- [Required work]:
(a) In the summary of the ARDS detection model, what positive predictive value did the model reach at its set threshold?
(b) Repeat the ARDS model summary word for word between "Key Findings" and "and external validation.", inclusive.

- [Text provided]:
=======

3. Development and External Validation of a Detection Model to Retrospectively Identify Patients With Acute Respiratory Distress Syndrome.

77.5Level IIIRetrospective cohort (machine learning development and validation)
Critical care medicine · 2025PMID: 40197621

Using structured EHR data plus radiology reports, a regularized logistic model achieved AUROC 0.91 (internal) and 0.88 (external) with good calibration (ICI 0.13). At a set threshold, sensitivity/specificity were both 80%, PPV 64%, and cases were identified a median 2.2 hours after Berlin criteria, enabling robust retrospective ARDS phenotyping across health systems.

Impact: The model standardizes retrospective ARDS identification using routinely collected data and generalizes across systems, enabling reproducible cohort building, quality measurement, and multicenter research.

Clinical Implications: Hospitals and researchers can apply this validated EHR+radiology model to consistently identify ARDS cases for quality improvement, surveillance, and research; prospective adaptation could support earlier recognition and trial enrollment.

Key Findings

  • Regularized logistic EHR+radiology model achieved AUROC 0.91 (internal) and 0.88 (external), with external ICI 0.13.
  • At a prespecified threshold, sensitivity and specificity were both 80%, with PPV 64%.
  • Model identified ARDS a median 2.2 hours after meeting Berlin criteria, enabling timely retrospective capture.
  • Physician-adjudicated labels and cross-system validation support generalizability.

Methodological Strengths

  • Physician-adjudicated ARDS labels with internal and external validation.
  • Integration of structured EHR features with radiology reports; calibration assessed.

Limitations

  • Retrospective design; model identifies ARDS shortly after criteria are met rather than predicting pre-onset.
  • External validation limited to two health systems; performance in broader settings and languages requires testing.

=======

- [Excerpted records]:
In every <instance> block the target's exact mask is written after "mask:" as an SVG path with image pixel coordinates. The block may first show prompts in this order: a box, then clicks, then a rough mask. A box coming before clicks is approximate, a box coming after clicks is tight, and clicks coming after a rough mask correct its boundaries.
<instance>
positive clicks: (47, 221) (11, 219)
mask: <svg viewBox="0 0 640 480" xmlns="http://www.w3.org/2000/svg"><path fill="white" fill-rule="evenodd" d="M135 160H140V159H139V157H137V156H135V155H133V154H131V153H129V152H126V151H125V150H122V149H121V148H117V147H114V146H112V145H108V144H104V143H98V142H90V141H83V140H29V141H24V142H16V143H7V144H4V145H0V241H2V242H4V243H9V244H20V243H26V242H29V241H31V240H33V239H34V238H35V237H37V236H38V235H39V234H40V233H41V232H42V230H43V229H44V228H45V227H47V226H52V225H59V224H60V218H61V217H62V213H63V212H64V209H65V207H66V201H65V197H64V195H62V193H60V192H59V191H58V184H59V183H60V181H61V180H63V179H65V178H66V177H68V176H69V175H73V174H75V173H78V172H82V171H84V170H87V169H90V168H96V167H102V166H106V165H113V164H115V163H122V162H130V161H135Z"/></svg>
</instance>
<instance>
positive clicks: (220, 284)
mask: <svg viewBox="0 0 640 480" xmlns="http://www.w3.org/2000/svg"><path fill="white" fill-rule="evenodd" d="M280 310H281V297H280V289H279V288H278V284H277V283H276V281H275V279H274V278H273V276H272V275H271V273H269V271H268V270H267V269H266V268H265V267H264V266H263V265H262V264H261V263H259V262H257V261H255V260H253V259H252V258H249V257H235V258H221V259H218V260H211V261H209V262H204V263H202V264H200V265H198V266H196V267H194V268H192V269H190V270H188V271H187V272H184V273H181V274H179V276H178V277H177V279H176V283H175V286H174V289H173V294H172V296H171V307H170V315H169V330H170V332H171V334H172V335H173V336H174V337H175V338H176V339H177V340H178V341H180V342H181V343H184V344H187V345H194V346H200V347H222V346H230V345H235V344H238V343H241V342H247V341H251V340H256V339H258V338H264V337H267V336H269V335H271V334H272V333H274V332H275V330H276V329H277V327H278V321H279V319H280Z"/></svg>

=======

- [Problem solutions]:
(a) 64%

(b)
Key Findings

  • Regularized logistic EHR+radiology model achieved AUROC 0.91 (internal) and 0.88 (external), with external ICI 0.13.
  • At a prespecified threshold, sensitivity and specificity were both 80%, with PPV 64%.
  • Model identified ARDS a median 2.2 hours after meeting Berlin criteria, enabling timely retrospective capture.
  • Physician-adjudicated labels and cross-system validation support generalizability.

Methodological Strengths

  • Physician-adjudicated ARDS labels with internal and external validation.